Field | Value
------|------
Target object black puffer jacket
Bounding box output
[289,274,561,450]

### Directions
Rewrite the entries above, substituting "navy" for every occurrence of "black" and keeping everything else unchanged.

### Exercise output
Field | Value
------|------
Target object navy puffer jacket
Bounding box output
[289,274,561,450]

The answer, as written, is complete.